• _SHORT PROBLEM_
Using the per-pupil spending text below, please state the average current spending per pupil in the 2010-11 school year.

• _EXCERPTED TEXT_
* * * * * * *
May 28, 2013
Per-Pupil Spending Decreased in 2011. The effects of the recession hit K-12 public education a lot later than the rest of the economy, with the nation’s school systems recording their first decrease in per-pupil spending since the U.S. Census Bureau began tracking that data in 1977. The annual Census Bureau report on public school revenues and expenditures was released last week. It covered the 2010-11 school year. As is my practice, I’ve coupled the Census figures with staffing statistics from the U.S. Department of Education’s National Center for Education Statistics Common Core of Data and state departments of education for a full picture of the fiscal and labor scene.
Average current spending per-pupil in the 2010-11 school year fell to $10,560, with 21 states spending less than the previous year. The number of full-time equivalent K-12 teachers fell by about 82,000. Thirty-five states employed fewer teachers in 2011 than in 2010.
* * * * * * *
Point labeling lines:
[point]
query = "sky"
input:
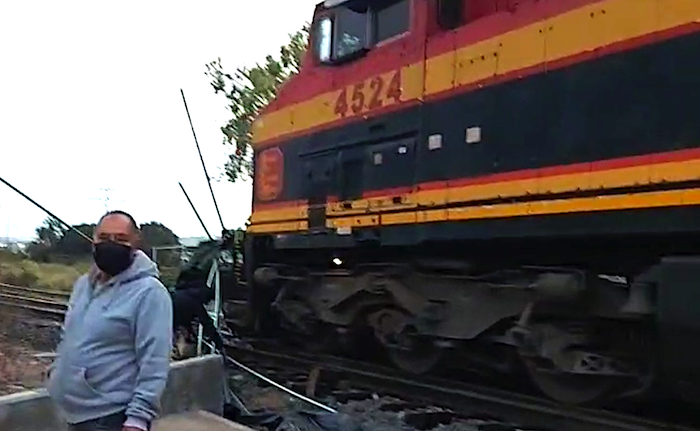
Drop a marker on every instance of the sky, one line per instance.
(91, 116)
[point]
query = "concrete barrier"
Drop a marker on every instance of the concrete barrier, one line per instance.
(193, 384)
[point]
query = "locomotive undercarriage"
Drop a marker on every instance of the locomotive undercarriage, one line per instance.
(581, 337)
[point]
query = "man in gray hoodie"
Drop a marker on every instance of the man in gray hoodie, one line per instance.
(114, 356)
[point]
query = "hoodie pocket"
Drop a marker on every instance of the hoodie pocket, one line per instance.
(74, 391)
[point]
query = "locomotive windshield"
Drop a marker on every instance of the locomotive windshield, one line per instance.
(348, 31)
* * * * * * *
• _RESULT OF THIS EXERCISE_
$10,560